• [What you have to do]
Every record should be repeated exactly, except that pictures are left out.

········

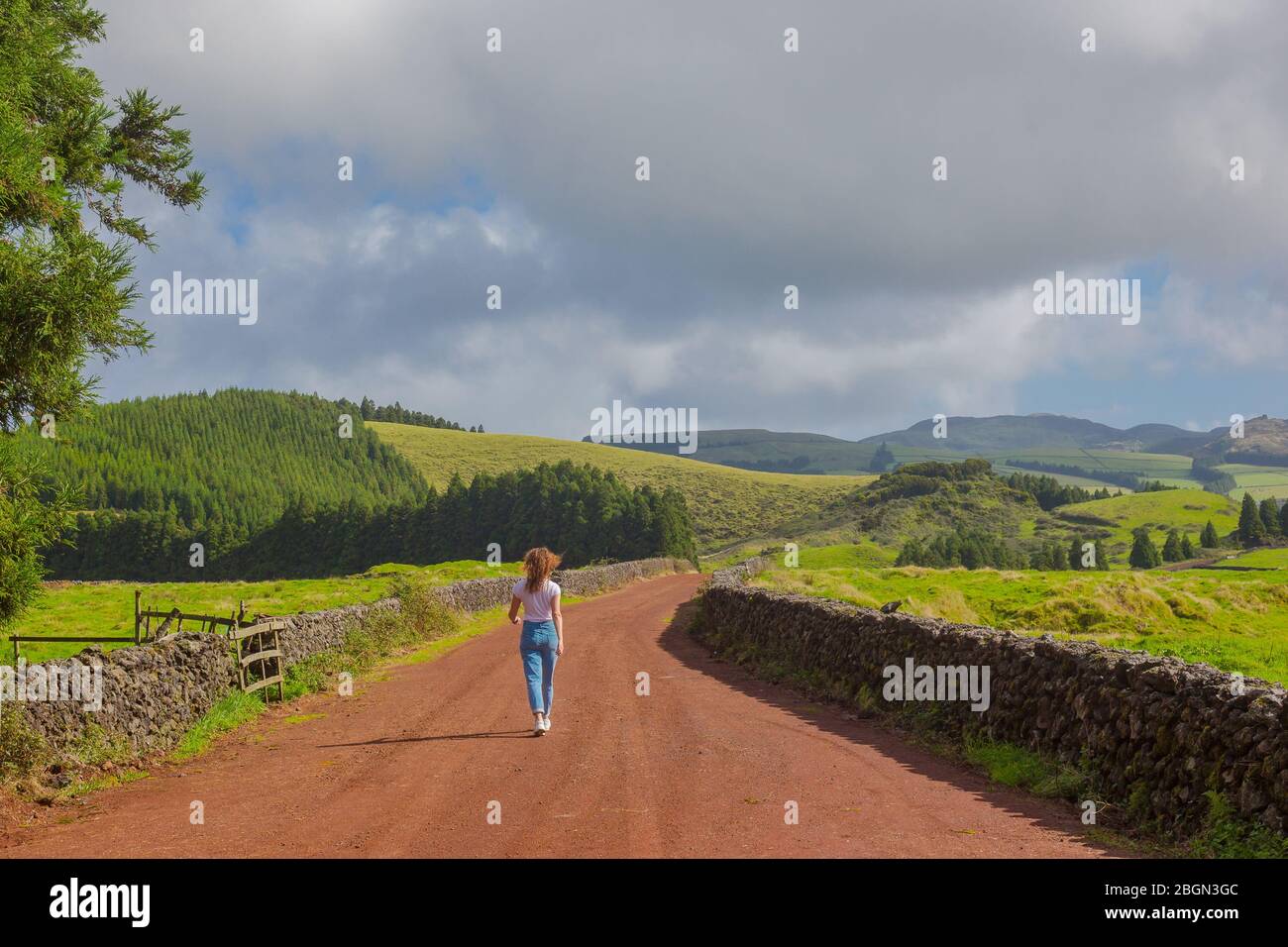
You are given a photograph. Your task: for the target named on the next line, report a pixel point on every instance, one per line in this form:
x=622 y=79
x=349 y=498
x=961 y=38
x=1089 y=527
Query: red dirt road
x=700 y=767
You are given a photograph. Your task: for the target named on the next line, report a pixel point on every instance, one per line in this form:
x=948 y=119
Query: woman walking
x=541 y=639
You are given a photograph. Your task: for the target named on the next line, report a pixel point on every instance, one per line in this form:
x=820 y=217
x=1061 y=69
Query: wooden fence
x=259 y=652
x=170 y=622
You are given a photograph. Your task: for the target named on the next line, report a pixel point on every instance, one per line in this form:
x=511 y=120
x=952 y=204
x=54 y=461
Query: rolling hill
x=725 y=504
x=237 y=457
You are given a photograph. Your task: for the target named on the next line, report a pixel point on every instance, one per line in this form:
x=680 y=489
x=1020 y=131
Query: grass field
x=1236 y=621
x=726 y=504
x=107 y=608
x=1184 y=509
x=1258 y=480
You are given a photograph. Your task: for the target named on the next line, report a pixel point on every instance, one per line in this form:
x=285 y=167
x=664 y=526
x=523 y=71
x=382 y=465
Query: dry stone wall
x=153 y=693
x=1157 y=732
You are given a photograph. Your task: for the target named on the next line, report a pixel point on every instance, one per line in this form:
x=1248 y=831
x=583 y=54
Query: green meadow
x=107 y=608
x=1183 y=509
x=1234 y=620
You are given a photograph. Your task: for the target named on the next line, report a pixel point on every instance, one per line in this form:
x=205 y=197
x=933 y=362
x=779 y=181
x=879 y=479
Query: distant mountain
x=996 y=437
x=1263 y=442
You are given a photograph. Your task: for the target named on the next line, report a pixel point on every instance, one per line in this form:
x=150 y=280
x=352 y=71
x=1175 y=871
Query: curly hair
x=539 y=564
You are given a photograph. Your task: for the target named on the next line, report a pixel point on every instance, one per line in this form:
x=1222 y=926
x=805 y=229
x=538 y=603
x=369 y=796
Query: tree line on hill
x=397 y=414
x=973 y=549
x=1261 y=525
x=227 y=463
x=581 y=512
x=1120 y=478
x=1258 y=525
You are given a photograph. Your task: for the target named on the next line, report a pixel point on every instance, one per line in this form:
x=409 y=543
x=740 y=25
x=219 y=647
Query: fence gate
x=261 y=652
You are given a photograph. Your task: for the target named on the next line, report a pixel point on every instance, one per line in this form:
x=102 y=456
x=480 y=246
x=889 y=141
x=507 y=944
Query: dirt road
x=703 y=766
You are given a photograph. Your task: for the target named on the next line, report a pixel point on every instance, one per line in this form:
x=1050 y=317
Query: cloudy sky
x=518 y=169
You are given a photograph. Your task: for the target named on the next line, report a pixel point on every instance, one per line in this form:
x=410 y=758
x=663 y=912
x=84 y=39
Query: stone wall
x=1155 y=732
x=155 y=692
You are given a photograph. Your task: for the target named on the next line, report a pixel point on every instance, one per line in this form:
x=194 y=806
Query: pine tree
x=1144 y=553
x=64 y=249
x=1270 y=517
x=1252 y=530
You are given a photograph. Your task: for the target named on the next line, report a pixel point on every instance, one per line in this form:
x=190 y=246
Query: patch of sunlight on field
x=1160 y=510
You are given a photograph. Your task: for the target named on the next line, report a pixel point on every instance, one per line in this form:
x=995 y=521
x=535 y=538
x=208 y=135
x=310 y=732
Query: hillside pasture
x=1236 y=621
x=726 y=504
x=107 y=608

········

• [In response]
You are given a photograph. Your task: for the target named on the next line, report a pixel point on every instance, one per line in this form:
x=622 y=79
x=349 y=498
x=961 y=38
x=1089 y=527
Query: red dirt road
x=700 y=767
You are given a photograph. Your task: for the target named on the next line, report a pixel point on every instance, one per line in this form:
x=948 y=119
Query: woman walking
x=541 y=639
You are given a photograph. Your task: for the target named on the next line, report a pixel point on every instance, one per line in this form:
x=820 y=217
x=1061 y=69
Query: wooden fence
x=259 y=652
x=170 y=622
You are given a photograph. Your task: for the target named on the next line, report a pixel point on every instance, one per line in this form:
x=511 y=120
x=952 y=204
x=54 y=461
Query: rolling hill
x=725 y=504
x=237 y=457
You are given a photograph. Your task: for the target named on the next line, report a pixel point on every instance, one per line in this form:
x=680 y=489
x=1020 y=131
Query: grass field
x=1236 y=621
x=726 y=504
x=107 y=608
x=1184 y=509
x=1258 y=480
You are given a photograph. Your task: for the target named on the next line, report a pixel point on every instance, one per line in this form:
x=285 y=167
x=664 y=526
x=523 y=71
x=382 y=465
Query: dry stone wall
x=153 y=693
x=1157 y=732
You are given a photograph. Your task: for the target named on the next line, report a pixel point on every instance, one per line in this form:
x=1248 y=831
x=583 y=54
Query: green meadow
x=107 y=608
x=1183 y=509
x=1234 y=620
You are given a photograph. Your task: for the target named on the next line, report a pixel point on every instance, one per line in this form:
x=205 y=197
x=933 y=362
x=779 y=181
x=879 y=479
Query: distant mountain
x=996 y=437
x=1263 y=442
You are given a photograph. Your task: for the target named on the next line, report a pixel point on every instance, one per line in this form:
x=150 y=280
x=352 y=71
x=1175 y=871
Query: curly hair
x=539 y=564
You are given a photograph. Your task: for the target named on the next line, report a pixel point on every instance, one per line in this form:
x=1222 y=926
x=805 y=229
x=538 y=603
x=369 y=796
Query: tree line on hill
x=397 y=414
x=973 y=549
x=1261 y=525
x=227 y=463
x=581 y=512
x=1120 y=478
x=1258 y=525
You are given a photograph. Your task: for the target named on the next line, report a pixel point on every instance, one per line in this form:
x=409 y=543
x=740 y=25
x=219 y=647
Query: fence gate
x=261 y=652
You are given a photograph. Your task: for the target named on the next line, report a pixel point on every instance, one per line in this form:
x=102 y=456
x=480 y=246
x=889 y=141
x=507 y=944
Query: dirt road
x=703 y=766
You are given a photograph. Your task: for the target named on the next line, report a pixel point on every instance, one per line in this form:
x=1050 y=317
Query: cloudy sky
x=518 y=169
You are given a photograph. Your task: for the target named on the next line, report a pixel point on every instance, one per line in this form:
x=410 y=758
x=663 y=912
x=84 y=39
Query: stone wall
x=1155 y=732
x=155 y=692
You are given a photograph. Your task: for the target named on the next line, report a pixel point on every instance, one per line in this form:
x=194 y=806
Query: pine tree
x=1144 y=553
x=64 y=249
x=1270 y=517
x=1252 y=530
You are given a photograph. Your task: for the target named on the next line, report a pixel point on every instance, one per line in this form:
x=190 y=246
Query: patch of sunlight on field
x=1160 y=510
You are given a photograph. Your task: for the target named on the next line, report a pixel point on every instance, one per line in this form:
x=995 y=521
x=535 y=538
x=208 y=135
x=310 y=732
Query: hillside pasture
x=1236 y=621
x=726 y=504
x=107 y=608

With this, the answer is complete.